Verilen metin.
───
Dursun Ali Tökel
Klâsik edebiyatımızın en büyük şairlerinden Bâkî hakkında neler bilirsiniz? Eğer merak eder, internete “Baki” yazıp enter tuşuna basarak sayfaları gezerseniz aşağı yukarı şu bilgilere rastlayacaksınız: “1526’da İstanbul’da dünyaya geldi. 1600 yılında yine aynı şehirde öldü. Sultanü’ş Şuârâ unvanını alan şairin asıl adı Mahmud Abdülbaki’dir. Dönemin büyük şairlerinden biri olan Zâtî’nin dikkatini çekti. Zevke ve eğlenceye düşkün, neşeli, hoş sohbet ve hırslı bir kişiliği vardı. Okurları, aşk ve şarabın tadını çıkarmaya çağıran rindane gazelleriyle ünlüdür. Kanuni’nin ölümü üzerine yazdığı mersiye bu türün zirvelerinden biri kabul edilir. Bu şiirde Kanuni’nin vefatından duyduğu samimi ve derin üzüntüsünü en içten bir dil ve yetkin bir anlatımla dile getirmiştir. Hırslı bir kişiliği olan, hayatı boyunca şeyhülislam olma hayalleri kuran ama bu emeline muvaffak olamadan ölen Bakî, şiirlerinde tasavvufi değil dünyevi aşka önem verdi…”
Eksik gedik, yalan yanlış, az fazla, yüzeysel kabukta, derinliksiz içerik işte bu! Onu çok genç yaşında, her müderrisin hayallerini süsleyen Süleymaniye müderrisliğine getiren hangi özelliği idi?
Kanunî’nin, devrinde olmakla övündüğü vasıfları nelerdi? Ve bir müderris, bir şair, bir kadı, bir kazasker olarak Bakî’nin acaba kitaplarla arası nasıldı? İyi bir okur muydu? Kütüphanesi var mıydı? Varsa bu kütüphanede hangi eserler mevcuttu? Acaba nasıl okurdu, nasıl yazardı?
Maalesef şimdilik bu bilgilerden mahrumuz, olanlar da parça bölük. Yalnız geçende Muallim Naci’nin Osmanlı Şairleri adlı eserini okurken, Nâcî merhumun harika bir tespitine rastladım ve ben de bunu okuyucu ile paylaşmak istedim.
───
Mevcut veriler.

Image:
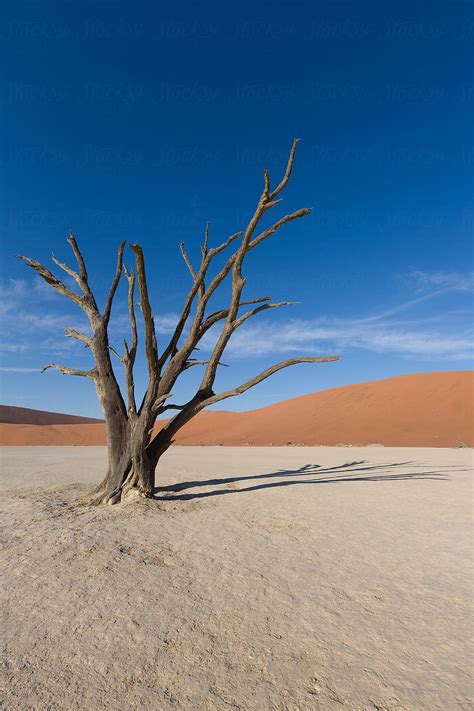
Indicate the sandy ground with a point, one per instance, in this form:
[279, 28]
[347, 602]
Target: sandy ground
[279, 579]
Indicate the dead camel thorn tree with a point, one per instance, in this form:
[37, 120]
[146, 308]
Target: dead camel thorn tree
[133, 451]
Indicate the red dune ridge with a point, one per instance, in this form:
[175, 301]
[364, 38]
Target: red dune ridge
[420, 410]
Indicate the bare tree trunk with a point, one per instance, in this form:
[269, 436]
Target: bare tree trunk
[133, 452]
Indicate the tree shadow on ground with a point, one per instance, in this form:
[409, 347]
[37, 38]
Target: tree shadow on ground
[355, 471]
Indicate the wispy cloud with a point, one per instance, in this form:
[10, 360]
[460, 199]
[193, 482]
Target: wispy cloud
[442, 281]
[322, 336]
[443, 334]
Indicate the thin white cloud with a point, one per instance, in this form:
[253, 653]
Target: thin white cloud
[442, 281]
[442, 335]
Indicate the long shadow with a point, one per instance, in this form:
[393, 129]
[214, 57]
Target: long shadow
[355, 471]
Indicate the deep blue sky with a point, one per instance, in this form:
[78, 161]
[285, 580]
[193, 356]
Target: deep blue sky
[141, 122]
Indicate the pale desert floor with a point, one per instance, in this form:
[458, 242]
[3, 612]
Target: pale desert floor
[264, 579]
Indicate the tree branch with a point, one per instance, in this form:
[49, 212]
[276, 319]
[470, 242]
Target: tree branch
[53, 281]
[72, 333]
[288, 170]
[171, 347]
[115, 283]
[131, 352]
[263, 376]
[70, 371]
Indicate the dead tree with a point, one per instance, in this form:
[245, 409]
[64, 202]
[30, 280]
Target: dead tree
[133, 449]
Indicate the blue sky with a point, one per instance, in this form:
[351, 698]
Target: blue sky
[141, 122]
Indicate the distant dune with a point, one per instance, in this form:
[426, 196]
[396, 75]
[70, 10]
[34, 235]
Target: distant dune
[421, 410]
[26, 416]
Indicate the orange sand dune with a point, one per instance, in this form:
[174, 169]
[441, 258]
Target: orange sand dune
[422, 410]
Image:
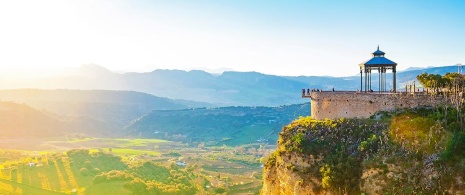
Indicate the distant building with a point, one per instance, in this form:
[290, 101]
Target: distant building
[183, 164]
[365, 102]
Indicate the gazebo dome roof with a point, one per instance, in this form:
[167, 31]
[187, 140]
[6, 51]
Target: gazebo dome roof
[378, 52]
[379, 60]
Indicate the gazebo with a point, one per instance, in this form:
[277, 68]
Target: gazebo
[381, 64]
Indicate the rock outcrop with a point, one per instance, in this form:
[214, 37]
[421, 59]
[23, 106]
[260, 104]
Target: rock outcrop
[416, 155]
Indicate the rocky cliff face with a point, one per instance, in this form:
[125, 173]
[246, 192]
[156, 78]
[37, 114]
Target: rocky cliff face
[408, 153]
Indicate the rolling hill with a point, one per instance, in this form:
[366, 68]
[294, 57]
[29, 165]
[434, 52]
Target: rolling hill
[227, 89]
[117, 108]
[25, 121]
[217, 126]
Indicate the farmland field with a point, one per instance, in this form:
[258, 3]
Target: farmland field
[122, 166]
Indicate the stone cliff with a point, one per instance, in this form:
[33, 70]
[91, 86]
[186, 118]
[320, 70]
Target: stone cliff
[411, 152]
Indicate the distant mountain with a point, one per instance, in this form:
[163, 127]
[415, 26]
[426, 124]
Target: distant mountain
[113, 107]
[22, 120]
[218, 126]
[226, 89]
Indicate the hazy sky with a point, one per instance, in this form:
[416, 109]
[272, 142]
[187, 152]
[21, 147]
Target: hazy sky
[273, 37]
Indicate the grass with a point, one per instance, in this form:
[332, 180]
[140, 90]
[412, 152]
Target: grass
[62, 174]
[10, 187]
[108, 188]
[127, 151]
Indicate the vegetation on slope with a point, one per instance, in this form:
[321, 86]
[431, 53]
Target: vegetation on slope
[217, 126]
[412, 151]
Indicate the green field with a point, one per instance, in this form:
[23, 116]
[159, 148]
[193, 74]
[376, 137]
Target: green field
[127, 166]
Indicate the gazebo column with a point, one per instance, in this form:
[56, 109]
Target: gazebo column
[379, 79]
[394, 78]
[365, 71]
[361, 85]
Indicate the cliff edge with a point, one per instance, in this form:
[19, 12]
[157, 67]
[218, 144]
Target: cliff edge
[419, 151]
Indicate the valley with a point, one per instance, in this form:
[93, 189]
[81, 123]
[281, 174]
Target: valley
[108, 165]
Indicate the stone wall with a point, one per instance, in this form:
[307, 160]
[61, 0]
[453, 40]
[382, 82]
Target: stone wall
[334, 105]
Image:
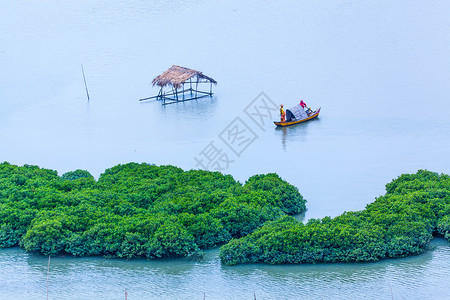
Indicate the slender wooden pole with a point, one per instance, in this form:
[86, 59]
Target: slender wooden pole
[196, 87]
[84, 78]
[48, 271]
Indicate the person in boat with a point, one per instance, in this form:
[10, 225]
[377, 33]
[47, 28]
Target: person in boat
[282, 113]
[302, 104]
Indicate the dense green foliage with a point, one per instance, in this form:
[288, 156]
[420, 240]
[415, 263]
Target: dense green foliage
[398, 224]
[135, 210]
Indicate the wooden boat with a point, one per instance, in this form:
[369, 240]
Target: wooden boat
[311, 116]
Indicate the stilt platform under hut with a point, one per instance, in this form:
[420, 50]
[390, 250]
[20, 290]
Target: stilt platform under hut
[179, 84]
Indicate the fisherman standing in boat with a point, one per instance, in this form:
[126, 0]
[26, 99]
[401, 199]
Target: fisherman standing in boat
[282, 113]
[302, 104]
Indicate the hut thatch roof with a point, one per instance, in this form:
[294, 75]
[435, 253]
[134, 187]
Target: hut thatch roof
[177, 75]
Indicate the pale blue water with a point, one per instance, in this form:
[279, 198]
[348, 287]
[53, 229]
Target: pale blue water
[378, 69]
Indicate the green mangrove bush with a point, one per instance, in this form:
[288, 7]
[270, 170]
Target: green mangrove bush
[398, 224]
[135, 210]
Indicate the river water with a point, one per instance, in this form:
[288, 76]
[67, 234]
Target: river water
[378, 69]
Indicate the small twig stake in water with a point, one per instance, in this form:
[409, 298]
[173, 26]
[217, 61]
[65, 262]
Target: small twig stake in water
[48, 271]
[84, 78]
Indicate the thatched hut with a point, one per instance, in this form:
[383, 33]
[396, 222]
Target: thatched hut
[177, 84]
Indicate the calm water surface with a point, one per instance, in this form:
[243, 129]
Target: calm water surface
[378, 69]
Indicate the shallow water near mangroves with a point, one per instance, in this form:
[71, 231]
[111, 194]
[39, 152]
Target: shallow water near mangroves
[378, 69]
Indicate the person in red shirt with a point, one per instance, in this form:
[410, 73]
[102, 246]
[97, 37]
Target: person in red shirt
[282, 113]
[302, 104]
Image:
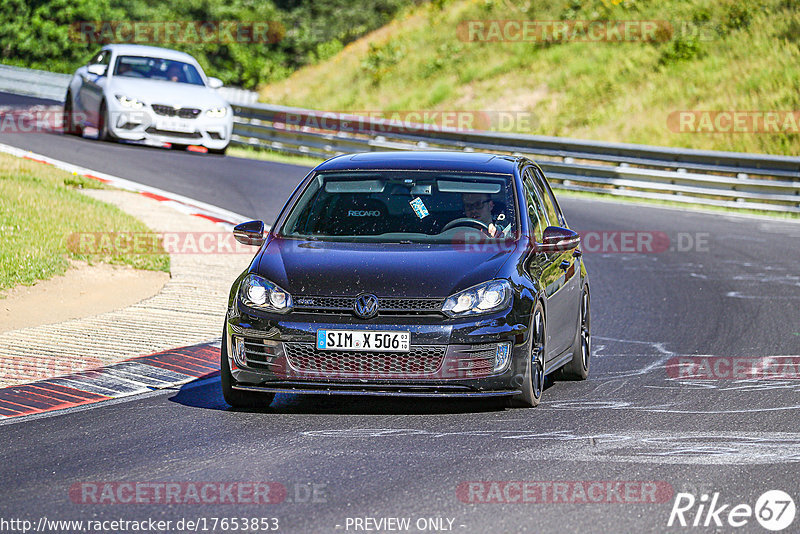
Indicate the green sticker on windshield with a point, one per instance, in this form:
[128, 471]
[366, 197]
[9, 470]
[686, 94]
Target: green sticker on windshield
[419, 208]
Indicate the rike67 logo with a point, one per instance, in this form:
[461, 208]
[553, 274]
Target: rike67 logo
[774, 510]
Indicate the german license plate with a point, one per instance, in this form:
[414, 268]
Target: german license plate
[373, 340]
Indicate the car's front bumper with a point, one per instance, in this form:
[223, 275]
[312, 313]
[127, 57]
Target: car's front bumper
[146, 125]
[448, 357]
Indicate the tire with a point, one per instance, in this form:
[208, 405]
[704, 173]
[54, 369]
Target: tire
[67, 123]
[578, 367]
[103, 133]
[236, 398]
[533, 383]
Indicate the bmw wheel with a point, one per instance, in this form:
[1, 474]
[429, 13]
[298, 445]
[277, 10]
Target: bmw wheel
[67, 122]
[103, 131]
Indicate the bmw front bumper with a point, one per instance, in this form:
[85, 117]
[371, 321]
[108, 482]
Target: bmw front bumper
[147, 125]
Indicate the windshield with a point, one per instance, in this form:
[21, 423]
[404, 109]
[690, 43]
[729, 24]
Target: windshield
[157, 69]
[403, 206]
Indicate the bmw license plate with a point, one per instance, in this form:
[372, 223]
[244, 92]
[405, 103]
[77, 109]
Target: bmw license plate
[176, 125]
[374, 340]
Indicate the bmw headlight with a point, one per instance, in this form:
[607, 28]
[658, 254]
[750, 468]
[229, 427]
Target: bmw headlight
[260, 293]
[482, 298]
[130, 102]
[216, 113]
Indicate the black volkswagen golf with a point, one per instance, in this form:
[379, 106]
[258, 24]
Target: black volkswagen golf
[416, 274]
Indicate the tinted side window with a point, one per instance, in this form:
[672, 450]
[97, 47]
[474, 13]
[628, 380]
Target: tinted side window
[535, 211]
[554, 214]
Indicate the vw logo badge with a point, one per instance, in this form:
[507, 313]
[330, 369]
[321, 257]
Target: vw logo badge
[366, 306]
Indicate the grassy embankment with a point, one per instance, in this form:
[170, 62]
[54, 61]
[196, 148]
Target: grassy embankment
[40, 207]
[724, 55]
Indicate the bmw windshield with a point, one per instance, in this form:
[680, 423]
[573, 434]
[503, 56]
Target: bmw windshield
[154, 68]
[404, 206]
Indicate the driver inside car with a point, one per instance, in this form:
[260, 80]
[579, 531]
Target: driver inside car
[479, 206]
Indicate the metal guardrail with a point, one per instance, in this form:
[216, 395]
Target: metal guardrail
[38, 83]
[730, 179]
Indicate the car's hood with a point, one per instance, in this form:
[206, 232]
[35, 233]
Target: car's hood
[168, 93]
[393, 270]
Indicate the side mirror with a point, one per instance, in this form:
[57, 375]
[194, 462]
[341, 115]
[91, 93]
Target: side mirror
[557, 239]
[99, 70]
[250, 233]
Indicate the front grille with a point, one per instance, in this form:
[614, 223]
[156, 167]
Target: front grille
[169, 133]
[261, 354]
[386, 306]
[475, 361]
[419, 361]
[169, 111]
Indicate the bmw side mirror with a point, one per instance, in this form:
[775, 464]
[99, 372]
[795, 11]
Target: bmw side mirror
[99, 70]
[558, 239]
[250, 233]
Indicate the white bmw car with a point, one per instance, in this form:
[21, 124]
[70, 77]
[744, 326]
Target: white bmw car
[144, 93]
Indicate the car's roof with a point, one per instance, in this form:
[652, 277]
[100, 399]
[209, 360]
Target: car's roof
[434, 161]
[155, 51]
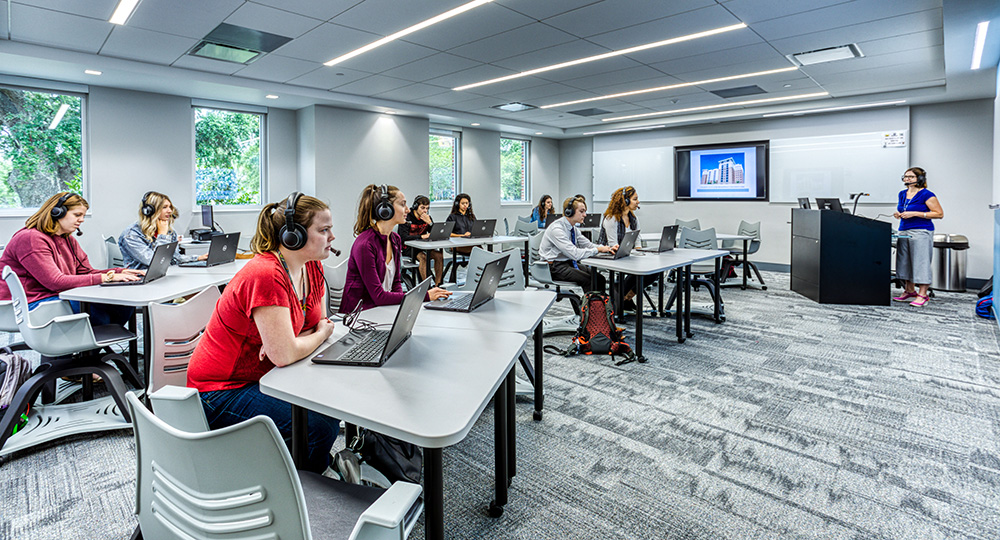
───
Verilen görev 1.
Bakî yazısına göre yazar, Muallim Naci'nin hangi eserini okurken bir tespite rastlamıştır?
Verilen görev 2.
Satırlarda "Indicate the bmw windshield" ifadesini içeren satırdan satırların sonuna kadar uzanan bölümü, iki uç da dahil olmak üzere birebir yeniden yazın. Resimleri cevaba dahil etmeyin.

Eksiksiz çıktı 1.
Osmanlı Şairleri.

Eksiksiz çıktı 2.
Indicate the bmw windshield with a point, one per instance, in this form:
[680, 423]
[573, 434]
[503, 56]
Target: bmw windshield
[154, 68]
[404, 206]
Indicate the driver inside car with a point, one per instance, in this form:
[260, 80]
[579, 531]
Target: driver inside car
[479, 206]
Indicate the metal guardrail with a point, one per instance, in this form:
[216, 395]
Target: metal guardrail
[38, 83]
[730, 179]
Indicate the car's hood with a point, one per instance, in this form:
[206, 232]
[35, 233]
Target: car's hood
[168, 93]
[393, 270]
Indicate the side mirror with a point, one per instance, in this form:
[57, 375]
[194, 462]
[341, 115]
[91, 93]
Target: side mirror
[557, 239]
[99, 70]
[250, 233]
Indicate the front grille with a point, one per instance, in this form:
[614, 223]
[156, 167]
Target: front grille
[169, 133]
[261, 354]
[386, 306]
[475, 361]
[419, 361]
[169, 111]
Indicate the bmw side mirror with a point, one per instance, in this form:
[775, 464]
[99, 372]
[795, 11]
Target: bmw side mirror
[99, 70]
[558, 239]
[250, 233]
Indicate the white bmw car with a point, one per instance, in this form:
[21, 124]
[70, 77]
[744, 326]
Target: white bmw car
[144, 93]
Indicate the car's roof with a point, one per instance, in this form:
[652, 277]
[100, 399]
[209, 360]
Target: car's roof
[434, 161]
[155, 51]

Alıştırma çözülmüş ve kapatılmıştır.